═════ Listing
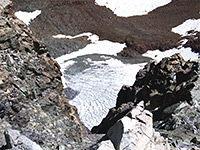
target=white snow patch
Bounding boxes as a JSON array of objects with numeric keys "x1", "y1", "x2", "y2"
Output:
[
  {"x1": 172, "y1": 19, "x2": 200, "y2": 36},
  {"x1": 53, "y1": 32, "x2": 99, "y2": 43},
  {"x1": 15, "y1": 10, "x2": 41, "y2": 25},
  {"x1": 95, "y1": 0, "x2": 171, "y2": 17},
  {"x1": 56, "y1": 34, "x2": 145, "y2": 129},
  {"x1": 67, "y1": 58, "x2": 145, "y2": 129},
  {"x1": 56, "y1": 35, "x2": 126, "y2": 64}
]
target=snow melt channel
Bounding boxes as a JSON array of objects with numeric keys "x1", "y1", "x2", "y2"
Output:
[
  {"x1": 95, "y1": 0, "x2": 171, "y2": 17},
  {"x1": 54, "y1": 34, "x2": 144, "y2": 129}
]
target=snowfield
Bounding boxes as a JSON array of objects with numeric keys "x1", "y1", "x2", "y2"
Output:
[
  {"x1": 95, "y1": 0, "x2": 171, "y2": 17},
  {"x1": 172, "y1": 19, "x2": 200, "y2": 36},
  {"x1": 54, "y1": 33, "x2": 198, "y2": 129},
  {"x1": 15, "y1": 10, "x2": 41, "y2": 25}
]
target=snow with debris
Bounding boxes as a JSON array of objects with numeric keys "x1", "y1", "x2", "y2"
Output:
[
  {"x1": 54, "y1": 29, "x2": 198, "y2": 129},
  {"x1": 172, "y1": 19, "x2": 200, "y2": 36},
  {"x1": 15, "y1": 10, "x2": 41, "y2": 25},
  {"x1": 95, "y1": 0, "x2": 171, "y2": 17},
  {"x1": 56, "y1": 34, "x2": 145, "y2": 129}
]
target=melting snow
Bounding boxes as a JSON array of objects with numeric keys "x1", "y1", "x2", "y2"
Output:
[
  {"x1": 172, "y1": 19, "x2": 200, "y2": 36},
  {"x1": 95, "y1": 0, "x2": 171, "y2": 17},
  {"x1": 15, "y1": 10, "x2": 41, "y2": 25},
  {"x1": 57, "y1": 26, "x2": 198, "y2": 129}
]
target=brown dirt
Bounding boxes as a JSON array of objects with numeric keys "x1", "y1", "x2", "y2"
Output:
[{"x1": 13, "y1": 0, "x2": 200, "y2": 56}]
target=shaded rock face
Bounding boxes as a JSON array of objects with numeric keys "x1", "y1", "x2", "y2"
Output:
[
  {"x1": 13, "y1": 0, "x2": 200, "y2": 57},
  {"x1": 91, "y1": 102, "x2": 170, "y2": 150},
  {"x1": 92, "y1": 54, "x2": 200, "y2": 149},
  {"x1": 184, "y1": 31, "x2": 200, "y2": 53},
  {"x1": 92, "y1": 54, "x2": 198, "y2": 133},
  {"x1": 0, "y1": 1, "x2": 82, "y2": 149}
]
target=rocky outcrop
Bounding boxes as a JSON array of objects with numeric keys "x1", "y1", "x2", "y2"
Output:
[
  {"x1": 184, "y1": 31, "x2": 200, "y2": 53},
  {"x1": 90, "y1": 102, "x2": 170, "y2": 150},
  {"x1": 0, "y1": 0, "x2": 87, "y2": 149},
  {"x1": 92, "y1": 54, "x2": 200, "y2": 149},
  {"x1": 13, "y1": 0, "x2": 200, "y2": 57}
]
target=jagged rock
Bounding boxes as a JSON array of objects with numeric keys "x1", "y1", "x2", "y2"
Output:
[
  {"x1": 91, "y1": 102, "x2": 134, "y2": 134},
  {"x1": 154, "y1": 61, "x2": 200, "y2": 149},
  {"x1": 0, "y1": 0, "x2": 87, "y2": 149},
  {"x1": 0, "y1": 119, "x2": 11, "y2": 149},
  {"x1": 92, "y1": 54, "x2": 200, "y2": 149},
  {"x1": 5, "y1": 128, "x2": 42, "y2": 150},
  {"x1": 92, "y1": 54, "x2": 198, "y2": 133},
  {"x1": 184, "y1": 31, "x2": 200, "y2": 53},
  {"x1": 94, "y1": 102, "x2": 170, "y2": 150}
]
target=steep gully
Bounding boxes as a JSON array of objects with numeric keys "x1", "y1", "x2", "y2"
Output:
[{"x1": 10, "y1": 1, "x2": 198, "y2": 149}]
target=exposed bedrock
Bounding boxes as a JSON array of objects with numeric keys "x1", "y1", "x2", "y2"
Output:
[
  {"x1": 13, "y1": 0, "x2": 200, "y2": 57},
  {"x1": 0, "y1": 0, "x2": 96, "y2": 150},
  {"x1": 92, "y1": 54, "x2": 200, "y2": 148}
]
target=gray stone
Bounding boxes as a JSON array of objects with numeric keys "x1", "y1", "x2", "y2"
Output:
[
  {"x1": 0, "y1": 119, "x2": 11, "y2": 148},
  {"x1": 5, "y1": 128, "x2": 42, "y2": 150},
  {"x1": 98, "y1": 102, "x2": 170, "y2": 150}
]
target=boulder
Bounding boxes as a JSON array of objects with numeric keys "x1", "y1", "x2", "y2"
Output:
[
  {"x1": 0, "y1": 0, "x2": 83, "y2": 149},
  {"x1": 95, "y1": 102, "x2": 170, "y2": 150}
]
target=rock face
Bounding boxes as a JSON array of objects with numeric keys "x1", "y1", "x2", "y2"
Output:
[
  {"x1": 91, "y1": 102, "x2": 170, "y2": 150},
  {"x1": 13, "y1": 0, "x2": 200, "y2": 57},
  {"x1": 0, "y1": 0, "x2": 86, "y2": 149},
  {"x1": 92, "y1": 54, "x2": 200, "y2": 149}
]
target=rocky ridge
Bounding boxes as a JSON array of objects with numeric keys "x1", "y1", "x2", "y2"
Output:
[
  {"x1": 13, "y1": 0, "x2": 200, "y2": 57},
  {"x1": 0, "y1": 0, "x2": 93, "y2": 150},
  {"x1": 92, "y1": 54, "x2": 200, "y2": 150}
]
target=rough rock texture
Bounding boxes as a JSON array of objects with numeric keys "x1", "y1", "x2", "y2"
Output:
[
  {"x1": 0, "y1": 0, "x2": 91, "y2": 149},
  {"x1": 92, "y1": 54, "x2": 198, "y2": 133},
  {"x1": 184, "y1": 31, "x2": 200, "y2": 53},
  {"x1": 90, "y1": 102, "x2": 170, "y2": 150},
  {"x1": 92, "y1": 54, "x2": 200, "y2": 149},
  {"x1": 13, "y1": 0, "x2": 200, "y2": 56}
]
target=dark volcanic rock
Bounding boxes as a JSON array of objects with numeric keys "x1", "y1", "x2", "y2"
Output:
[
  {"x1": 91, "y1": 102, "x2": 134, "y2": 134},
  {"x1": 92, "y1": 54, "x2": 200, "y2": 148},
  {"x1": 0, "y1": 0, "x2": 94, "y2": 149},
  {"x1": 184, "y1": 31, "x2": 200, "y2": 53},
  {"x1": 13, "y1": 0, "x2": 200, "y2": 57}
]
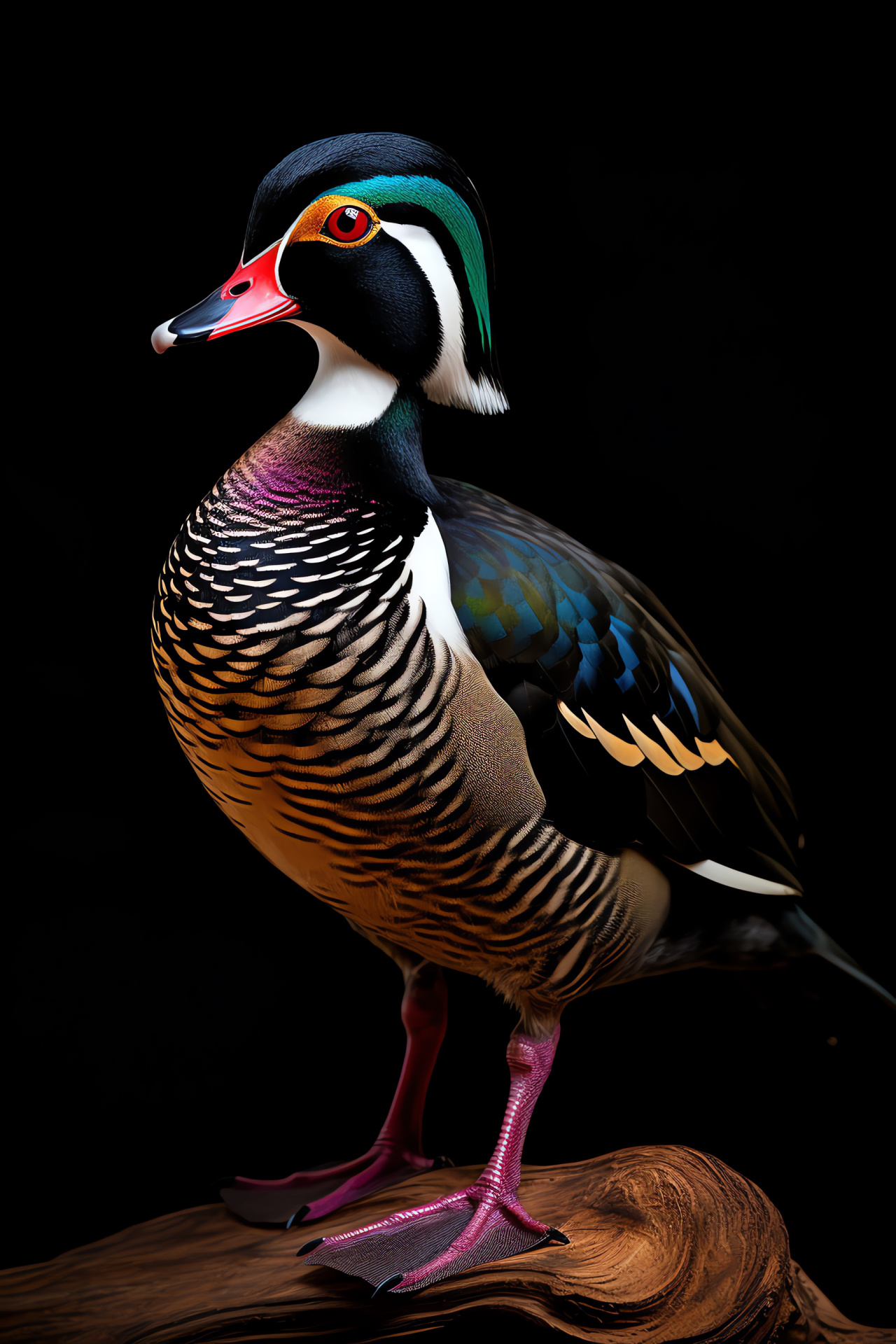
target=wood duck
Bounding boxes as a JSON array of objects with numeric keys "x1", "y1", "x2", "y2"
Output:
[{"x1": 153, "y1": 134, "x2": 896, "y2": 1292}]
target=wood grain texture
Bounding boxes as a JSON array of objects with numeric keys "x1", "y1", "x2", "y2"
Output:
[{"x1": 0, "y1": 1147, "x2": 896, "y2": 1344}]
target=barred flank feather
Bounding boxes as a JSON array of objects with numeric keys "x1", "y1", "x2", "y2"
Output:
[{"x1": 153, "y1": 414, "x2": 666, "y2": 1008}]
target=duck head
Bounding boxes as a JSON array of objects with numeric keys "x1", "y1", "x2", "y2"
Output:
[{"x1": 153, "y1": 133, "x2": 506, "y2": 415}]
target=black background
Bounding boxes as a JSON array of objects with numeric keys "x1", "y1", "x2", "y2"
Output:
[{"x1": 7, "y1": 71, "x2": 893, "y2": 1324}]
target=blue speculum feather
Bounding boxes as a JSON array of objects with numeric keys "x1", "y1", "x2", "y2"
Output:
[{"x1": 318, "y1": 175, "x2": 491, "y2": 349}]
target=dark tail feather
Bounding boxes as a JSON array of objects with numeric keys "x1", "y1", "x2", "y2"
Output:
[{"x1": 779, "y1": 906, "x2": 896, "y2": 1008}]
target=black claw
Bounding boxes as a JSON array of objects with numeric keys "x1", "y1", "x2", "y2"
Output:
[
  {"x1": 372, "y1": 1274, "x2": 405, "y2": 1297},
  {"x1": 295, "y1": 1223, "x2": 325, "y2": 1255}
]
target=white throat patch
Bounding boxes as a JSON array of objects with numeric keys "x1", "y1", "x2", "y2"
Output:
[
  {"x1": 286, "y1": 317, "x2": 398, "y2": 428},
  {"x1": 380, "y1": 219, "x2": 507, "y2": 414}
]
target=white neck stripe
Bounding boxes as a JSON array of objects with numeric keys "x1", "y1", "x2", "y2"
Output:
[{"x1": 286, "y1": 317, "x2": 398, "y2": 428}]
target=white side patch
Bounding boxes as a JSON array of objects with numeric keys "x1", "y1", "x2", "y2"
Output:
[
  {"x1": 681, "y1": 859, "x2": 799, "y2": 897},
  {"x1": 382, "y1": 219, "x2": 507, "y2": 414},
  {"x1": 152, "y1": 317, "x2": 177, "y2": 352},
  {"x1": 286, "y1": 317, "x2": 398, "y2": 428},
  {"x1": 406, "y1": 510, "x2": 473, "y2": 659}
]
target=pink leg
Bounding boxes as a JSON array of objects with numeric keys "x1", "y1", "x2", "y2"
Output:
[
  {"x1": 298, "y1": 1023, "x2": 567, "y2": 1293},
  {"x1": 222, "y1": 962, "x2": 447, "y2": 1226}
]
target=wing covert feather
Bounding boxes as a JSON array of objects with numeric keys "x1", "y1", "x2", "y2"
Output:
[{"x1": 435, "y1": 479, "x2": 801, "y2": 891}]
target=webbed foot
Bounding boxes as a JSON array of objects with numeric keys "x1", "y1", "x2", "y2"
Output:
[{"x1": 298, "y1": 1182, "x2": 568, "y2": 1296}]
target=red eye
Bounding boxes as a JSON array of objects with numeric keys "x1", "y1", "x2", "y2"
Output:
[{"x1": 321, "y1": 206, "x2": 373, "y2": 244}]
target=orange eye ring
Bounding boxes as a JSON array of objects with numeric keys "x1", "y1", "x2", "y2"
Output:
[
  {"x1": 284, "y1": 195, "x2": 380, "y2": 247},
  {"x1": 321, "y1": 206, "x2": 373, "y2": 244}
]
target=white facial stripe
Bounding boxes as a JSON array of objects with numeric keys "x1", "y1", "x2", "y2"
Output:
[
  {"x1": 286, "y1": 317, "x2": 398, "y2": 428},
  {"x1": 380, "y1": 219, "x2": 507, "y2": 412}
]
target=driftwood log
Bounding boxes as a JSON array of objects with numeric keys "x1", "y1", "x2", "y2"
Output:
[{"x1": 0, "y1": 1148, "x2": 896, "y2": 1344}]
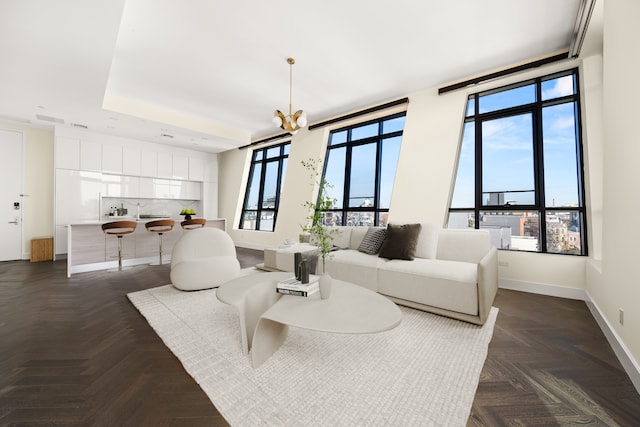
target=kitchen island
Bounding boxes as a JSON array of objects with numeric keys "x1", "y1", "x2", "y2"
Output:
[{"x1": 67, "y1": 217, "x2": 226, "y2": 277}]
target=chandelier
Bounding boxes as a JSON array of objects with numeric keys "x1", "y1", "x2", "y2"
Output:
[{"x1": 273, "y1": 58, "x2": 307, "y2": 133}]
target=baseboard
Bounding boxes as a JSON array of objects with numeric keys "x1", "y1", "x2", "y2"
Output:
[
  {"x1": 499, "y1": 279, "x2": 587, "y2": 301},
  {"x1": 585, "y1": 291, "x2": 640, "y2": 393},
  {"x1": 499, "y1": 279, "x2": 640, "y2": 393},
  {"x1": 233, "y1": 242, "x2": 272, "y2": 251}
]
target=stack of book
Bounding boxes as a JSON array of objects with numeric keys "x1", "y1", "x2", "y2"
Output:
[{"x1": 276, "y1": 274, "x2": 320, "y2": 297}]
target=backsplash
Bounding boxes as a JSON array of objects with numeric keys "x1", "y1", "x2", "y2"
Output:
[{"x1": 101, "y1": 197, "x2": 202, "y2": 219}]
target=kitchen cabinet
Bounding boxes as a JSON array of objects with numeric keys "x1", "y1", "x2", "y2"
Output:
[
  {"x1": 140, "y1": 151, "x2": 158, "y2": 177},
  {"x1": 55, "y1": 169, "x2": 103, "y2": 225},
  {"x1": 189, "y1": 157, "x2": 204, "y2": 181},
  {"x1": 172, "y1": 154, "x2": 189, "y2": 179},
  {"x1": 55, "y1": 136, "x2": 80, "y2": 170},
  {"x1": 80, "y1": 141, "x2": 102, "y2": 171},
  {"x1": 122, "y1": 147, "x2": 142, "y2": 176},
  {"x1": 53, "y1": 225, "x2": 69, "y2": 255},
  {"x1": 102, "y1": 144, "x2": 122, "y2": 174},
  {"x1": 156, "y1": 152, "x2": 173, "y2": 178}
]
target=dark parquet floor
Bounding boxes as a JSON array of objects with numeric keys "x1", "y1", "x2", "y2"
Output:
[{"x1": 0, "y1": 248, "x2": 640, "y2": 426}]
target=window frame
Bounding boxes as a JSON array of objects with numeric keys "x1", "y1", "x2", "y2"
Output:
[
  {"x1": 447, "y1": 68, "x2": 588, "y2": 256},
  {"x1": 238, "y1": 140, "x2": 291, "y2": 232},
  {"x1": 322, "y1": 110, "x2": 407, "y2": 226}
]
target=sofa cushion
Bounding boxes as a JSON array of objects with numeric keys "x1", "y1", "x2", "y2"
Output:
[
  {"x1": 378, "y1": 224, "x2": 422, "y2": 260},
  {"x1": 318, "y1": 249, "x2": 388, "y2": 292},
  {"x1": 349, "y1": 226, "x2": 369, "y2": 249},
  {"x1": 358, "y1": 227, "x2": 387, "y2": 255},
  {"x1": 438, "y1": 229, "x2": 491, "y2": 263},
  {"x1": 378, "y1": 258, "x2": 478, "y2": 316},
  {"x1": 416, "y1": 222, "x2": 439, "y2": 259}
]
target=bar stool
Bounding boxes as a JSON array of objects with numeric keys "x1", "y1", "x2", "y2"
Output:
[
  {"x1": 180, "y1": 218, "x2": 207, "y2": 230},
  {"x1": 144, "y1": 219, "x2": 176, "y2": 265},
  {"x1": 102, "y1": 221, "x2": 138, "y2": 271}
]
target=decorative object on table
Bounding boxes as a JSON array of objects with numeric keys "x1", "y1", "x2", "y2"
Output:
[
  {"x1": 180, "y1": 208, "x2": 196, "y2": 221},
  {"x1": 276, "y1": 274, "x2": 320, "y2": 297},
  {"x1": 301, "y1": 159, "x2": 337, "y2": 299}
]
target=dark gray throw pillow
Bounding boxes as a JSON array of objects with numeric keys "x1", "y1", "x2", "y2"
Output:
[
  {"x1": 358, "y1": 227, "x2": 387, "y2": 255},
  {"x1": 378, "y1": 224, "x2": 422, "y2": 261}
]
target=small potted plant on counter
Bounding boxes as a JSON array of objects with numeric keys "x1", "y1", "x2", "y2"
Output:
[{"x1": 180, "y1": 208, "x2": 196, "y2": 221}]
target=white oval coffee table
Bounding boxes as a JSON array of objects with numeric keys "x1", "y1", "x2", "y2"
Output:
[{"x1": 217, "y1": 273, "x2": 402, "y2": 368}]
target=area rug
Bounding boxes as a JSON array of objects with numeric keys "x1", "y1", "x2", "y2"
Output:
[{"x1": 128, "y1": 276, "x2": 498, "y2": 426}]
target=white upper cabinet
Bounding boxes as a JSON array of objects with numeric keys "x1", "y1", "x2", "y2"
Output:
[
  {"x1": 157, "y1": 152, "x2": 173, "y2": 178},
  {"x1": 102, "y1": 144, "x2": 122, "y2": 174},
  {"x1": 55, "y1": 136, "x2": 80, "y2": 170},
  {"x1": 173, "y1": 154, "x2": 189, "y2": 179},
  {"x1": 122, "y1": 147, "x2": 142, "y2": 176},
  {"x1": 188, "y1": 157, "x2": 204, "y2": 181},
  {"x1": 140, "y1": 151, "x2": 158, "y2": 177},
  {"x1": 80, "y1": 141, "x2": 102, "y2": 171}
]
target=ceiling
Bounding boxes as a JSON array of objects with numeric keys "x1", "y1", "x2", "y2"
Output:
[{"x1": 0, "y1": 0, "x2": 600, "y2": 152}]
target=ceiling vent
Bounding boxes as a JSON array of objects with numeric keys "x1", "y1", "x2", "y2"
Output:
[{"x1": 36, "y1": 114, "x2": 64, "y2": 124}]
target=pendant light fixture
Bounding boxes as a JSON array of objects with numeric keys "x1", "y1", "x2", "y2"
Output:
[{"x1": 273, "y1": 58, "x2": 307, "y2": 133}]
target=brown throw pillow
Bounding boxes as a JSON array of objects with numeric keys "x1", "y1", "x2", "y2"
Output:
[{"x1": 378, "y1": 224, "x2": 422, "y2": 261}]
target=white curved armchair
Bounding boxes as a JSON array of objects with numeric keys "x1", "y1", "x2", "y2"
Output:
[{"x1": 171, "y1": 227, "x2": 240, "y2": 291}]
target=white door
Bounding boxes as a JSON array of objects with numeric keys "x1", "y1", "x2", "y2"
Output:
[{"x1": 0, "y1": 130, "x2": 22, "y2": 261}]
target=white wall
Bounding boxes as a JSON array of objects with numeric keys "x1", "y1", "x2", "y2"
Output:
[
  {"x1": 586, "y1": 0, "x2": 640, "y2": 378},
  {"x1": 0, "y1": 123, "x2": 54, "y2": 259}
]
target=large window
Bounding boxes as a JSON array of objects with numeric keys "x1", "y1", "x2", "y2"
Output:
[
  {"x1": 324, "y1": 113, "x2": 405, "y2": 226},
  {"x1": 448, "y1": 70, "x2": 587, "y2": 255},
  {"x1": 240, "y1": 142, "x2": 291, "y2": 231}
]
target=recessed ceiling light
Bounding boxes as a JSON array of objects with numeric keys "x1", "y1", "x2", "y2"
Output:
[{"x1": 36, "y1": 114, "x2": 64, "y2": 124}]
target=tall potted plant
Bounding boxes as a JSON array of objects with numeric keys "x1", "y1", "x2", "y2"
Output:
[{"x1": 301, "y1": 159, "x2": 336, "y2": 299}]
══════════
### Set task
Return exactly the lines from the line bearing "target=ceiling vent" to the end of the records, inclusive of both; include no other lines.

### Result
target=ceiling vent
Bounding boxes as a JSON array of objects with numeric keys "x1", "y1", "x2", "y2"
Output:
[{"x1": 36, "y1": 114, "x2": 64, "y2": 124}]
target=pendant light fixture
Bounding boxes as a JSON array of objects with numeric keys "x1", "y1", "x2", "y2"
Output:
[{"x1": 273, "y1": 58, "x2": 307, "y2": 133}]
target=brown throw pillow
Bounding boxes as a JSON array of objects with numeric keys "x1", "y1", "x2", "y2"
Output:
[{"x1": 378, "y1": 224, "x2": 422, "y2": 261}]
target=white curved armchair
Bounding boxes as a JSON array of objects with numeric keys "x1", "y1", "x2", "y2"
Output:
[{"x1": 171, "y1": 227, "x2": 240, "y2": 291}]
target=white door
Bounding boxes as a JSON array of objects with numeric keys "x1", "y1", "x2", "y2"
Output:
[{"x1": 0, "y1": 130, "x2": 22, "y2": 261}]
target=white wall
Bounding boxes as a JSON array of objects with numeric keys "x1", "y1", "x2", "y2"
Output:
[
  {"x1": 586, "y1": 0, "x2": 640, "y2": 378},
  {"x1": 0, "y1": 123, "x2": 54, "y2": 259}
]
target=large window
Bounding boxes as a JSON array of objects with numeric keys "x1", "y1", "x2", "y2"
Output:
[
  {"x1": 324, "y1": 113, "x2": 405, "y2": 226},
  {"x1": 448, "y1": 70, "x2": 587, "y2": 255},
  {"x1": 240, "y1": 142, "x2": 291, "y2": 231}
]
target=recessed ceiling light
Bounding boxes as a JSON array of objects with numeric keys "x1", "y1", "x2", "y2"
Output:
[{"x1": 36, "y1": 114, "x2": 64, "y2": 124}]
target=tall potted plant
Bounding boxes as a JSON array of objects with numeric keys "x1", "y1", "x2", "y2"
Output:
[{"x1": 301, "y1": 159, "x2": 336, "y2": 299}]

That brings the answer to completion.